Data:

────────────────────

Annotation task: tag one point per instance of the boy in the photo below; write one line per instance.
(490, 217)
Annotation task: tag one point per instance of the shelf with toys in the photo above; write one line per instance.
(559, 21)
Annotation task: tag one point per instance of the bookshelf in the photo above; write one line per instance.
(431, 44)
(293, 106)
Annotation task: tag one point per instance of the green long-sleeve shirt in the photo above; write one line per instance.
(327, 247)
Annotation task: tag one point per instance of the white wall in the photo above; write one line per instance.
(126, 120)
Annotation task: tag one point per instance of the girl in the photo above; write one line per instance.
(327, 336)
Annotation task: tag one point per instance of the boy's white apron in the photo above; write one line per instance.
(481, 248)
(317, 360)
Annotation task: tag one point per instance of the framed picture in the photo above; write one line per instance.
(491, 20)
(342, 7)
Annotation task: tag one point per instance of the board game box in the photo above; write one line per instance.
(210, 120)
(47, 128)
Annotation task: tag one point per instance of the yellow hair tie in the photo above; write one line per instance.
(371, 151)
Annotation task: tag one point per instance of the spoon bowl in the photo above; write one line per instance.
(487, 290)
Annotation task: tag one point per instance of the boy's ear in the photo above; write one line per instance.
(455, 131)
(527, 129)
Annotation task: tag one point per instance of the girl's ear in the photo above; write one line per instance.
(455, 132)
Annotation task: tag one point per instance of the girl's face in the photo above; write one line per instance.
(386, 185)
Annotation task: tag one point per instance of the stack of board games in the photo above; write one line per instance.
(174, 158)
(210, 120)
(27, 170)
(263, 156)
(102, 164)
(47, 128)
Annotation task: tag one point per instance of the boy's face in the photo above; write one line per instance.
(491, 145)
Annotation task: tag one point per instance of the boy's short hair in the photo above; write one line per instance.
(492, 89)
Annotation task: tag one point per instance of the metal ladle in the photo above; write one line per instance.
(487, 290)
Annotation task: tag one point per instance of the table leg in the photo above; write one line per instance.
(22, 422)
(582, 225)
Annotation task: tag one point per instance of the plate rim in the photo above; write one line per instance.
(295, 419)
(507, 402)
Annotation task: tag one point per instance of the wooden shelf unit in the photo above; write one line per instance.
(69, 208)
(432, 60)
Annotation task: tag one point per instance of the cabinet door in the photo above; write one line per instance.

────────────────────

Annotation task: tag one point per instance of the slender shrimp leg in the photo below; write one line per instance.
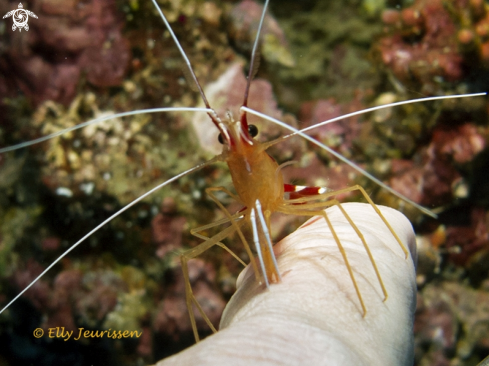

────────────────────

Both end lines included, restate word for word the lines above from the line with "Annotation task: tag one point per instance of the wooden" to the line with "Annotation task: tag one point per instance of the cabinet", and nothing else.

Annotation task: tag one point per instance of the wooden shelf unit in the photo above; write one line per instance.
(69, 208)
(432, 60)
Annotation task: tag one point per instance of the cabinet door in the photo above; write one line per instance.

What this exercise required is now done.